AUFGABENSTELLUNG:
Gib aus dem extrahierten Text unten alles von „Die meisten Migranten“ bis hinunter zu „zwangsrekrutieren bereits Kinder.“ wortgetreu wieder.

== EXTRAHIERTER TEXT ==

Die meisten Migranten stammen aus Guatemala, El Salvador und Honduras. Die mittelamerikanischen Staaten gehören zu den gefährlichsten Ländern der Welt. Mächtige Jugendgangs - die sogenannten Maras - kontrollieren ganze Stadtviertel, erpressen Schutzgeld und zwangsrekrutieren bereits Kinder.
Loza ist nicht der einzige, der Hoffnung auf ein neues Leben in den Vereinigten Staaten hegt. Biden hat beim Thema Einwanderung und Asyl eine Kehrtwende versprochen. Er will den rund elf Millionen Menschen, die sich ohne Papiere bereits in den USA aufhalten, den Weg zur Staatsbürgerschaft erleichtern, sofern er die Zustimmung des Kongresses dafür gewinnen kann. Zudem hat er versprochen, sich an der Südgrenze für eine »faire« und »menschliche« Asylpolitik einzusetzen.

===
== BEREITGESTELLTE DATEN ==

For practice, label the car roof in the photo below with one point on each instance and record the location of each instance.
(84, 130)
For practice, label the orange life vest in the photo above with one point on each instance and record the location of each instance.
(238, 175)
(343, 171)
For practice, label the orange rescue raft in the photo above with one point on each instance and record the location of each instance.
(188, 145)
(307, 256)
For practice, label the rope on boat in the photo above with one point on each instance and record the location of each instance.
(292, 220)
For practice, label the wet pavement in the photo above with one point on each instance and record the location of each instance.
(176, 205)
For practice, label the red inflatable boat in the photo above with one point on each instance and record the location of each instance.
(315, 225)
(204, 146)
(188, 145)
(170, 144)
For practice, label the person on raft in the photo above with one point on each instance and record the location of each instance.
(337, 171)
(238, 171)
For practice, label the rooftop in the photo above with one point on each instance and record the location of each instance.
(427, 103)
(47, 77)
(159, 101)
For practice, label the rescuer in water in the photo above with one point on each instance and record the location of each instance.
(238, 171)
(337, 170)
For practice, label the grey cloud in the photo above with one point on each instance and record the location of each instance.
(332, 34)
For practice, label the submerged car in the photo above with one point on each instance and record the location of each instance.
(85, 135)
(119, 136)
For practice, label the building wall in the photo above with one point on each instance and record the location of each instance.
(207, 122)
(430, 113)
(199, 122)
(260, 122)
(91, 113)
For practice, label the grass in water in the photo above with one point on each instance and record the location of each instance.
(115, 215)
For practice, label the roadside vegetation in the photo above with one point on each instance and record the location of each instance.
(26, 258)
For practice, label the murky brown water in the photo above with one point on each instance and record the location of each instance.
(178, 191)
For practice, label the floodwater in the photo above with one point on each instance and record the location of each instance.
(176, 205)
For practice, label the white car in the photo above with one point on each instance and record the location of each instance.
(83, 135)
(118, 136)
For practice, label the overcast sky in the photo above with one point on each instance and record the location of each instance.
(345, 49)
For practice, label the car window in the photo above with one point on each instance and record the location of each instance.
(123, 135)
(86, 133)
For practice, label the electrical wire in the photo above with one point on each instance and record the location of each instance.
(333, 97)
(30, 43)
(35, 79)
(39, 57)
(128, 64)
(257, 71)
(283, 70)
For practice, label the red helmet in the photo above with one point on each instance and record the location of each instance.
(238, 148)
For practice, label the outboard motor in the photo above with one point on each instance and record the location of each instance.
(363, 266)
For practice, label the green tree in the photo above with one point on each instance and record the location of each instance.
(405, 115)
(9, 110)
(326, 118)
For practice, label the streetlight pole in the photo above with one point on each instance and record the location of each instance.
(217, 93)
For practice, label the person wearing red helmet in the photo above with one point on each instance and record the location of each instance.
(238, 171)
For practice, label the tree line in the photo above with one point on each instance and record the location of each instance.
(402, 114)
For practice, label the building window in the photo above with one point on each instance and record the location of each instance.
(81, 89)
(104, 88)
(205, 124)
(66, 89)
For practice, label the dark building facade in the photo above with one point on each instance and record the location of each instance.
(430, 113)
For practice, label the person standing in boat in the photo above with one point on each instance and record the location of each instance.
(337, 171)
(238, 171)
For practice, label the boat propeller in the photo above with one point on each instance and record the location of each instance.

===

ERGEBNIS:
Die meisten Migranten stammen aus Guatemala, El Salvador und Honduras. Die mittelamerikanischen Staaten gehören zu den gefährlichsten Ländern der Welt. Mächtige Jugendgangs - die sogenannten Maras - kontrollieren ganze Stadtviertel, erpressen Schutzgeld und zwangsrekrutieren bereits Kinder.